[Tasks to perform]
**1.** The boiler troubleshooting text names the most common boiler problems. List all of them.
**2.** From the boiler troubleshooting text, echo word for word the part that opens with the words containing "The most common" and closes with "to a professional.".

[Selected excerpt]
------------------------------------

Friday, November 11th, 2011

You don’t have to be a rocket scientist or a mechanical engineer to troubleshoot – and possibly diagnose – the problems with your boiler when its heating performance is erratic or non-existent in your Brentwood home.

The good thing about boilers is that they are typically reliable and long-lasting. There aren’t a lot of working parts that can break down and cause problems, compared to other home heating equipment. When problems do arise, they are usually related to the expansion tank or circulating pumps. But a problem can be much simpler – like a tripped circuit breaker.

The most common problems can be noise, no heat, or poor/erratic heating. Before calling a qualified heating and cooling professional, take a moment to see if you can figure out the what’s wrong.

If you have a noisy boiler it might be because of two things – a faulty circulating pump or water trapped in the return lines. If the pump breaks it will make a loud noise when its motor runs. Water can be trapped in the return lines, which may require “re-pitching” the lines to allow for a flow back to the boiler. You may be able to adjust the flow by positioning hangers on the piping but replacing a pump is better left to a professional.

------------------------------------

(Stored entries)
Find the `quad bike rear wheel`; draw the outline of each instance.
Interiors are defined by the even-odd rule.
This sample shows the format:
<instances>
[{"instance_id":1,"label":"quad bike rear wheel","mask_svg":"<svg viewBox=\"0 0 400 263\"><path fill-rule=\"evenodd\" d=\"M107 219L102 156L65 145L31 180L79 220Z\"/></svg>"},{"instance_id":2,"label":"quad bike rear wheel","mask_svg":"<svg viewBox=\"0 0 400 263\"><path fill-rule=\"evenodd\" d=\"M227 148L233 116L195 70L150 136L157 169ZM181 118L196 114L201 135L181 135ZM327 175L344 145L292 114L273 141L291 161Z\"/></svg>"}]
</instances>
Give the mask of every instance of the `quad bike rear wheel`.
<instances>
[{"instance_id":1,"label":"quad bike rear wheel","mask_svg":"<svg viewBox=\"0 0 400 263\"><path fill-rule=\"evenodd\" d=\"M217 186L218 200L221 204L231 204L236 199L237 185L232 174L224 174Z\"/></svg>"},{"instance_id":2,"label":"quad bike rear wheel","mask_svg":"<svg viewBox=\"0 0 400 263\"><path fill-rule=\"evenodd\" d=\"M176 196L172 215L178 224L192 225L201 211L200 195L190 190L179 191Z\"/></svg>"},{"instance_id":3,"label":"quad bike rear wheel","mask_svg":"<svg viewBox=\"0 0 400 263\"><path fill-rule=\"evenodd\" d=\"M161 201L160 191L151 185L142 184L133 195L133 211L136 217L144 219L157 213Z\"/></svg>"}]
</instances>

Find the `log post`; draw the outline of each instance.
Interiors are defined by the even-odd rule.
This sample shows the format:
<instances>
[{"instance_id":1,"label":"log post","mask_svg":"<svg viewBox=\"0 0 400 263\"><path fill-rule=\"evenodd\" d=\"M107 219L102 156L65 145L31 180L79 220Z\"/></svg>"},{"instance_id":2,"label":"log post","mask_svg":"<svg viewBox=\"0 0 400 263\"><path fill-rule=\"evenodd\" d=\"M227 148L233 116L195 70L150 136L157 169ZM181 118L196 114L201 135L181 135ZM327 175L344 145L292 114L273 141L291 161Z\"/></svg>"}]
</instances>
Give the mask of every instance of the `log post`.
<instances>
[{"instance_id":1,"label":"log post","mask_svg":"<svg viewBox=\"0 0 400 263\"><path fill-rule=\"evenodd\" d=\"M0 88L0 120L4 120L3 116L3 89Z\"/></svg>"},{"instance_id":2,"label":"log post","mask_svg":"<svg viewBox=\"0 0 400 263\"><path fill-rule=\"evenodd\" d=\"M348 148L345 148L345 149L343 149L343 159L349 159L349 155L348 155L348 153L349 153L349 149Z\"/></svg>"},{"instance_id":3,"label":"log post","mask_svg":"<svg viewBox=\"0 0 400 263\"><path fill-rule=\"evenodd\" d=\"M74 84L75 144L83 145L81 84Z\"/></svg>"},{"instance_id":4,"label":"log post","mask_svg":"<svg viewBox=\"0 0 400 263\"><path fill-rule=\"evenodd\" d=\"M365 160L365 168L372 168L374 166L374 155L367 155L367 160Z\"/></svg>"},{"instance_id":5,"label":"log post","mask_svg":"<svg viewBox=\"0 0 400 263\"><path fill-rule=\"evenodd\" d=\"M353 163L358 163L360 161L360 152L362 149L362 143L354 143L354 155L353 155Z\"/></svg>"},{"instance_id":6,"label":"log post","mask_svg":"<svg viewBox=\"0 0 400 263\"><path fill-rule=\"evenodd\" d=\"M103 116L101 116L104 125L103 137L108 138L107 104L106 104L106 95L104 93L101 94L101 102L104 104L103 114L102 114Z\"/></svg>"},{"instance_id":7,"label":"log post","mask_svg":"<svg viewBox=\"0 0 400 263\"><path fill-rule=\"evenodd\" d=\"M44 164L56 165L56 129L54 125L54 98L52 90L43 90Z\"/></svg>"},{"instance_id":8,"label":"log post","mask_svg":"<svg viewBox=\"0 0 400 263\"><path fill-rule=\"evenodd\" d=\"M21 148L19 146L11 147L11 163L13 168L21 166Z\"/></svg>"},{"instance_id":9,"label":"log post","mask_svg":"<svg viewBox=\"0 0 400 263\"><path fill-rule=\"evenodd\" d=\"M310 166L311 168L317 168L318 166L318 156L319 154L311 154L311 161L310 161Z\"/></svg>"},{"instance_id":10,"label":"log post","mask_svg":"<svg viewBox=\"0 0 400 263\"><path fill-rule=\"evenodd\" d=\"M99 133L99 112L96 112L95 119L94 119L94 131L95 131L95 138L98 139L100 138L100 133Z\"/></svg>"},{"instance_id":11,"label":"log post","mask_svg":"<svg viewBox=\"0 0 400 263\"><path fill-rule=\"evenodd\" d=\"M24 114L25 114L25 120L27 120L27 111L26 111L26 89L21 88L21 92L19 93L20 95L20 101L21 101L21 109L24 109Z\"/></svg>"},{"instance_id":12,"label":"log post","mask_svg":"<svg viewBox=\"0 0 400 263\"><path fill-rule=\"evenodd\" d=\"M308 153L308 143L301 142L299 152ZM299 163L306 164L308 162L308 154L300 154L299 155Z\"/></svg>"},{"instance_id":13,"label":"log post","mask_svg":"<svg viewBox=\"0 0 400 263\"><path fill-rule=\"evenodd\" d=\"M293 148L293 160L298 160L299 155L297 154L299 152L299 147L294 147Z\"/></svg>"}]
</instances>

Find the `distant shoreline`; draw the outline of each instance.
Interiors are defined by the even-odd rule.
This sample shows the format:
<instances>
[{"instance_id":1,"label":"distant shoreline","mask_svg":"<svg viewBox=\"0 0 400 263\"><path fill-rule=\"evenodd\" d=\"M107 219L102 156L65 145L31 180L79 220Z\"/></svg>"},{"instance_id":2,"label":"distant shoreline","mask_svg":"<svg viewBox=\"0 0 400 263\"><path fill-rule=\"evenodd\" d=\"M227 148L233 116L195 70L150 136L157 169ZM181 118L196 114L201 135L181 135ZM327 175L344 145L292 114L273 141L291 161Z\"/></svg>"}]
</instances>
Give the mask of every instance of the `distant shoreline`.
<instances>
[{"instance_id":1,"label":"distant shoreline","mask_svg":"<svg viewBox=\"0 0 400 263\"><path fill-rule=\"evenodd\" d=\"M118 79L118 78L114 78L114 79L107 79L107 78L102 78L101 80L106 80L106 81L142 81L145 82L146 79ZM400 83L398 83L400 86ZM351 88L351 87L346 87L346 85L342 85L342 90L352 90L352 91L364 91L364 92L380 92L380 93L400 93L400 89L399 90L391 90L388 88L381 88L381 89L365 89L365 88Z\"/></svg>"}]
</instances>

------------------------------------

[Answers by item number]
**1.**
Noise
No heat
Poor/erratic heating

**2.**
The most common problems can be noise, no heat, or poor/erratic heating. Before calling a qualified heating and cooling professional, take a moment to see if you can figure out the what’s wrong.

If you have a noisy boiler it might be because of two things – a faulty circulating pump or water trapped in the return lines. If the pump breaks it will make a loud noise when its motor runs. Water can be trapped in the return lines, which may require “re-pitching” the lines to allow for a flow back to the boiler. You may be able to adjust the flow by positioning hangers on the piping but replacing a pump is better left to a professional.